Labeled area outline items:
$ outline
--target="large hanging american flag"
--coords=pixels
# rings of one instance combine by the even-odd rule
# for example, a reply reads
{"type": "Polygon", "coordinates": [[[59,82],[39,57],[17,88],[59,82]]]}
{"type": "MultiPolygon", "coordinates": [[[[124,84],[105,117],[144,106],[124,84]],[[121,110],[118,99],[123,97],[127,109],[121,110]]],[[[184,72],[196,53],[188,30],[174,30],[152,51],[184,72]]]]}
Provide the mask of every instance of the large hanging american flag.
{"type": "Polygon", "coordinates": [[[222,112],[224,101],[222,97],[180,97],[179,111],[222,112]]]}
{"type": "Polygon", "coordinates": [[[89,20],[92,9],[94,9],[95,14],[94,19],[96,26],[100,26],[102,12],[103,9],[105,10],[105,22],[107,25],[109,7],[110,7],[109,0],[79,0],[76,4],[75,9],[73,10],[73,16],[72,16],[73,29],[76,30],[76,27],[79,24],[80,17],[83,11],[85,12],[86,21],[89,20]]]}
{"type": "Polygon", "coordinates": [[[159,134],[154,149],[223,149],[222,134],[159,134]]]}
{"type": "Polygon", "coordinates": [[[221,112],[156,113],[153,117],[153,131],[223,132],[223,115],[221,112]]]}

→ Written instruction: From the entries above, copy every line that contains the word "hanging".

→ Task output:
--target="large hanging american flag"
Provide the mask of every instance of the large hanging american flag.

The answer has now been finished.